• [EXCERPT TO READ]

----

I believe the previous warnings to be spurious, e.g. some side effect of the --scan flag.
Anyway, since the arrays can be assembled manually and --examine shows correct information for all partitions involved, I do not believe there’s anything wrong with the superblocks.

Update #4

Having tried a few things including checking the drives and filesystems, I have yet to find a solution to the boot problem. I’m also still wondering why the system freezes completely bringing up md5.

I wrote earlier that mdadm --assemble --verbose --scan reported not being able to find a superblock on the component devices of md1 and md5. Of course, if that were true it would be reason to worry. However, since mdadm is able to assemble the raid devices using the component devices I found it suspicious from the start.

While I still don’t know why mdadm reported the superblocks to be missing or, rather, the magic number to be a mismatch, nothing to that extent is reported when assembling the arrays one by one. For that the output looks like:

# mdadm --assemble --verbose --readonly /dev/md5 /dev/sda2 /dev/sdb2 /dev/sdc2
mdadm: looking for devices for /dev/md5
mdadm: /dev/sda2 is identified as a member of /dev/md5, slot 0.

----

Saved entries
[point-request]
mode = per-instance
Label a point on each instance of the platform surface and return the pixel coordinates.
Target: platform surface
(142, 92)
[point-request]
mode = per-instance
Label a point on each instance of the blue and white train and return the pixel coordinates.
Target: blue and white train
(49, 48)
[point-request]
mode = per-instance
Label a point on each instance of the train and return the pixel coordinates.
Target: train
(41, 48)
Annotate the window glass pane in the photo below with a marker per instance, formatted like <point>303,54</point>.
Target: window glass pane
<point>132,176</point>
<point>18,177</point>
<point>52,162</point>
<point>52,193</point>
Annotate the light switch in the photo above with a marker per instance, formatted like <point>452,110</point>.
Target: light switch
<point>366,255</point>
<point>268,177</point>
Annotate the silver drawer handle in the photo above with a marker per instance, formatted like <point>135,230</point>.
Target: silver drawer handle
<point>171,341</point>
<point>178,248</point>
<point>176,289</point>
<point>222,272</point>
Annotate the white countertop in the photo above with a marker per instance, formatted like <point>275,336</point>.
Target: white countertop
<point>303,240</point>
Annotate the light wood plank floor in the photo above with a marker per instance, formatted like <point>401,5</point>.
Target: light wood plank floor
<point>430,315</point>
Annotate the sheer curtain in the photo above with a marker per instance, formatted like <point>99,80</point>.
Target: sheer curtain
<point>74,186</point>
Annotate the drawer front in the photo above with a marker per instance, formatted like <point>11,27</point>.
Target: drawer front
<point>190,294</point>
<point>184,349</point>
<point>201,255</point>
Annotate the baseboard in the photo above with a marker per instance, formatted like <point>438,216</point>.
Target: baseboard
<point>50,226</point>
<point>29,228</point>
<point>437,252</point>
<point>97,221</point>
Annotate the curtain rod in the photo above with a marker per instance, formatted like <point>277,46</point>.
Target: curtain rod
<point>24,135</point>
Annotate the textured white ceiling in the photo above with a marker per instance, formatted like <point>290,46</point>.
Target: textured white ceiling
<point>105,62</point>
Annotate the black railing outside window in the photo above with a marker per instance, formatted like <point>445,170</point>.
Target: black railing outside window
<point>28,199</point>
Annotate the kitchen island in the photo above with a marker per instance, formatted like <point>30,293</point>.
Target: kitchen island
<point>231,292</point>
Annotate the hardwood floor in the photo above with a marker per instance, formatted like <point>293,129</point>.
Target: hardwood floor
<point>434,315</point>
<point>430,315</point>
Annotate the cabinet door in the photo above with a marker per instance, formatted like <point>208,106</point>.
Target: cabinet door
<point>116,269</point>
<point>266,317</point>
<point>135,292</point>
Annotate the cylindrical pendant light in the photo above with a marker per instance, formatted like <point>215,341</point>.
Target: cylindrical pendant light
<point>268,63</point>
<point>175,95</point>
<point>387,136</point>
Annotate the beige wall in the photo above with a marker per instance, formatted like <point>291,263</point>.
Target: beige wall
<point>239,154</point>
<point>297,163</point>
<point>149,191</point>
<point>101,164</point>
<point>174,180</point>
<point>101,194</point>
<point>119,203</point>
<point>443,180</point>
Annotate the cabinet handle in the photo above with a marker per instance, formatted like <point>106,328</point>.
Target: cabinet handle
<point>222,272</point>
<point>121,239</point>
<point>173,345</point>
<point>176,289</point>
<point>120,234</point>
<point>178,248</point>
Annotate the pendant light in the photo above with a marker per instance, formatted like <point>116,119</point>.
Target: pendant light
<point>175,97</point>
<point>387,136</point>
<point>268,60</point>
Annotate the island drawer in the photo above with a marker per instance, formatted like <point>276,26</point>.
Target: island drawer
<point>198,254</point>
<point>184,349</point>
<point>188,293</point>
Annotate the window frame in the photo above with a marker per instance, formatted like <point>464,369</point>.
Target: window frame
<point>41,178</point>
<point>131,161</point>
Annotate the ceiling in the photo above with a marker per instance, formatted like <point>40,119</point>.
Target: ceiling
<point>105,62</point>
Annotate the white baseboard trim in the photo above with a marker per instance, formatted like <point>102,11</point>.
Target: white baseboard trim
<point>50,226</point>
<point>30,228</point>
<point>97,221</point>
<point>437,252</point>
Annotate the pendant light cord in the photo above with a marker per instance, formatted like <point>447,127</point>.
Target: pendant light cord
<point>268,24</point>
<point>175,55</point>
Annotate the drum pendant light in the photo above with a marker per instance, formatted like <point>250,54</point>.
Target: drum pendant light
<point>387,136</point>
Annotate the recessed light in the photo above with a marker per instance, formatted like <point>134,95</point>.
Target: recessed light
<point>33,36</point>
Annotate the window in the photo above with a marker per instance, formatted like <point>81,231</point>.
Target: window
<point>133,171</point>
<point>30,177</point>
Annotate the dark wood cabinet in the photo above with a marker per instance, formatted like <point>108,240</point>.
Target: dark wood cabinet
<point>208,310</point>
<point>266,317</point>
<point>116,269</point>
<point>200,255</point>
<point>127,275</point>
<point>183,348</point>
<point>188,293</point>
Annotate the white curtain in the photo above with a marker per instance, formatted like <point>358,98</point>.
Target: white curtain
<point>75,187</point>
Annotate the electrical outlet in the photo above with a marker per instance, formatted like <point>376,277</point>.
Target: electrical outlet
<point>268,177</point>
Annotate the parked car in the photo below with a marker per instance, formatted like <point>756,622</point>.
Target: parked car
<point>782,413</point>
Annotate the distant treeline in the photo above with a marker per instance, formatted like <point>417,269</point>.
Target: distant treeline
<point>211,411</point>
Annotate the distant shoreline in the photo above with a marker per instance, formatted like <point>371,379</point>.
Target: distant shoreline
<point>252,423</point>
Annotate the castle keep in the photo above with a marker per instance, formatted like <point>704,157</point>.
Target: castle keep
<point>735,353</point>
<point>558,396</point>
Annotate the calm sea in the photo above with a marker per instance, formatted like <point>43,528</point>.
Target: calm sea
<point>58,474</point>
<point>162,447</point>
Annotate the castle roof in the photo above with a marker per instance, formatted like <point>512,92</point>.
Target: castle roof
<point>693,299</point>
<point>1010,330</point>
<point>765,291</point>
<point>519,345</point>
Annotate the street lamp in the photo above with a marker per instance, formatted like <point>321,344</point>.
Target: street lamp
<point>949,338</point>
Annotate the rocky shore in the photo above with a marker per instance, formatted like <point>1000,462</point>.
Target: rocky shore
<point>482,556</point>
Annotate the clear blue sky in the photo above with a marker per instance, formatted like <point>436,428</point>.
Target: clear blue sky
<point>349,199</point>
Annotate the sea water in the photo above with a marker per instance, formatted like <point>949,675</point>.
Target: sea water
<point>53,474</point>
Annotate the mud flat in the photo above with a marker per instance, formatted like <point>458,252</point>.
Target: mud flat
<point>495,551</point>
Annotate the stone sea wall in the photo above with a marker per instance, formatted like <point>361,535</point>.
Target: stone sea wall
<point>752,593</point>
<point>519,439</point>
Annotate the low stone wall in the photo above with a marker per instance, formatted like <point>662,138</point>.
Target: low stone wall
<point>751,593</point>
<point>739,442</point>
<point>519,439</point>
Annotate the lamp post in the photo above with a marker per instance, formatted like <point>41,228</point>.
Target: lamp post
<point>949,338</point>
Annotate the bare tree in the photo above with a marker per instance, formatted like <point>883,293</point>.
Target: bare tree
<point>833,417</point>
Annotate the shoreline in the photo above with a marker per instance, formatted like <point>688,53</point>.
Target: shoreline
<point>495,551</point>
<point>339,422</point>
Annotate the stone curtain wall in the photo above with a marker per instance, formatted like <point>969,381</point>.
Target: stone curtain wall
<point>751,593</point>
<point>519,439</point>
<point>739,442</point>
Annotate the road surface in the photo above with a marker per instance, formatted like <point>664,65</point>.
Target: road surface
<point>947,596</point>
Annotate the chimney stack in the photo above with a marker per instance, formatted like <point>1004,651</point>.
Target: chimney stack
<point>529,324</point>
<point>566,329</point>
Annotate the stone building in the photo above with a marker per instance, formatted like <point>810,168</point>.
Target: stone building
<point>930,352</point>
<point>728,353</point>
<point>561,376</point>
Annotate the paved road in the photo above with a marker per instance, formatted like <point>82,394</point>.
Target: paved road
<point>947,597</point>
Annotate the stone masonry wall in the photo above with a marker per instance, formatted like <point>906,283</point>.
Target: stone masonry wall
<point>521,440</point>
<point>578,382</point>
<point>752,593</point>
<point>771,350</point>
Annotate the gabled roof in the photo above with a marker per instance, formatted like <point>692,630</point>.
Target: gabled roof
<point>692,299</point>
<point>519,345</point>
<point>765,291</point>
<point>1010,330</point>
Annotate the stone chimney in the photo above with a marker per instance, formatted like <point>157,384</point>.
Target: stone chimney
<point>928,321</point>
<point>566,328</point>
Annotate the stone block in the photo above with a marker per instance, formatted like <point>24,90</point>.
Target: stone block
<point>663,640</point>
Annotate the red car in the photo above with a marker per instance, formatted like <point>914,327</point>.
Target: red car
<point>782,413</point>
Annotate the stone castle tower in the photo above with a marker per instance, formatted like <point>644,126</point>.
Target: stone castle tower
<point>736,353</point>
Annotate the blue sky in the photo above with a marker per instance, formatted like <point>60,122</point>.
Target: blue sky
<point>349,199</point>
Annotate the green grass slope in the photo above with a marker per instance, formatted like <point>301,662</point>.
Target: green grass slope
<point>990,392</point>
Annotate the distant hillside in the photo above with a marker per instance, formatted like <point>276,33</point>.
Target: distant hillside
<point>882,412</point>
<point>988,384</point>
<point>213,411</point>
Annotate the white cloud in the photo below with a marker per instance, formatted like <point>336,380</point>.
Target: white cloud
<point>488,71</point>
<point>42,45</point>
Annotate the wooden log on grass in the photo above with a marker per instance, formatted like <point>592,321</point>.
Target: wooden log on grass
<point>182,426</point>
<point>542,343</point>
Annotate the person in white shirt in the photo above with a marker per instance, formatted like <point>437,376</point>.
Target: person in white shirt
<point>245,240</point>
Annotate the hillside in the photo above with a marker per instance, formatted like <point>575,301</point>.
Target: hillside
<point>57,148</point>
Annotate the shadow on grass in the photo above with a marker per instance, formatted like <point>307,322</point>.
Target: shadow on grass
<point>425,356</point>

----

• [WHAT YOU SHOULD DO] Copy out the part of the RAID troubleshooting excerpt that runs from "Having tried a" up to and including "from the start.". These rows have nothing to do with the RAID troubleshooting excerpt.

• [RESPONSE AREA]
Having tried a few things including checking the drives and filesystems, I have yet to find a solution to the boot problem. I’m also still wondering why the system freezes completely bringing up md5.

I wrote earlier that mdadm --assemble --verbose --scan reported not being able to find a superblock on the component devices of md1 and md5. Of course, if that were true it would be reason to worry. However, since mdadm is able to assemble the raid devices using the component devices I found it suspicious from the start.